_TASK STATEMENT_
Revise the material below by replacing "pixel coordinates" with "image coordinates" wherever it occurs, and leave every other word and line unchanged.

_STORED ROWS_

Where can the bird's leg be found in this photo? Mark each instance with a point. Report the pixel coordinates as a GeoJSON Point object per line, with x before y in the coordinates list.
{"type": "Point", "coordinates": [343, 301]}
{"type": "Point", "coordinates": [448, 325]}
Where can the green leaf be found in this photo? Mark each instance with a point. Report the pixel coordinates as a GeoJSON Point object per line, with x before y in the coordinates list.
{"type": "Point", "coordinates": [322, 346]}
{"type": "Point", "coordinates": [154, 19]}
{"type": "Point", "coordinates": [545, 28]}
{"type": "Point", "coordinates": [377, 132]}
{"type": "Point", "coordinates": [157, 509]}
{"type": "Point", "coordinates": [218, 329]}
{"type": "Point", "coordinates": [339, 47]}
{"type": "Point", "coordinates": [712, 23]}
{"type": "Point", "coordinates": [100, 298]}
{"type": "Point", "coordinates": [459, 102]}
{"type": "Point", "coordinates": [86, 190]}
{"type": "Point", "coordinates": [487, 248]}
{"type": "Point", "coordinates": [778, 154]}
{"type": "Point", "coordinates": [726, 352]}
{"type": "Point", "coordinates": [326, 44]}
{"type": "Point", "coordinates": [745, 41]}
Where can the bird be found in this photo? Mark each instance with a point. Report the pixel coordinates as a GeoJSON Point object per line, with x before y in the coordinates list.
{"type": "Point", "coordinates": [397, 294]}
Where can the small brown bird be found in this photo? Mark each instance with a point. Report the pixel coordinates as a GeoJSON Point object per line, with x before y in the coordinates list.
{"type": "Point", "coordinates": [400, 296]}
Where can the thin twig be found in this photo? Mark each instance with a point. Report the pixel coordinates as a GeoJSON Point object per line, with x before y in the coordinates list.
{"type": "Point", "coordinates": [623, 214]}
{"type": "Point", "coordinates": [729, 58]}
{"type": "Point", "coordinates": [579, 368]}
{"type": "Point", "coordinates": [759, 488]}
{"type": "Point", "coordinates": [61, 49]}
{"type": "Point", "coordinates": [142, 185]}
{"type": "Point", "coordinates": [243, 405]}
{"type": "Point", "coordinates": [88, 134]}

_ANSWER TO THE PROBLEM_
Where can the bird's leg be found in this photo? Mark each instance with a point. Report the image coordinates as a GeoJSON Point object per line, with x before y in the coordinates list.
{"type": "Point", "coordinates": [343, 301]}
{"type": "Point", "coordinates": [448, 325]}
Where can the green leaf be found in this photo? Mark each instance with a point. Report the image coordinates as a GeoJSON Point object per line, with x before y in the coordinates list.
{"type": "Point", "coordinates": [322, 346]}
{"type": "Point", "coordinates": [154, 19]}
{"type": "Point", "coordinates": [545, 28]}
{"type": "Point", "coordinates": [377, 132]}
{"type": "Point", "coordinates": [157, 509]}
{"type": "Point", "coordinates": [218, 329]}
{"type": "Point", "coordinates": [339, 47]}
{"type": "Point", "coordinates": [712, 23]}
{"type": "Point", "coordinates": [100, 298]}
{"type": "Point", "coordinates": [459, 102]}
{"type": "Point", "coordinates": [86, 190]}
{"type": "Point", "coordinates": [487, 248]}
{"type": "Point", "coordinates": [778, 154]}
{"type": "Point", "coordinates": [726, 352]}
{"type": "Point", "coordinates": [326, 44]}
{"type": "Point", "coordinates": [745, 41]}
Where can the bird be found in this photo? Mark each instance with a point. Report the image coordinates as a GeoJSON Point object per line, with x before y in the coordinates list.
{"type": "Point", "coordinates": [397, 294]}
Where can the small brown bird be found in this photo? Mark each instance with a point. Report the image coordinates as a GeoJSON Point object per line, with x before y in the coordinates list.
{"type": "Point", "coordinates": [400, 296]}
Where can the thin twig be found in this photo? Mark each instance with a point. Report the image coordinates as a GeoJSON Point object per line, with x before y in the coordinates list.
{"type": "Point", "coordinates": [623, 214]}
{"type": "Point", "coordinates": [729, 58]}
{"type": "Point", "coordinates": [579, 368]}
{"type": "Point", "coordinates": [759, 488]}
{"type": "Point", "coordinates": [61, 49]}
{"type": "Point", "coordinates": [142, 185]}
{"type": "Point", "coordinates": [243, 405]}
{"type": "Point", "coordinates": [88, 134]}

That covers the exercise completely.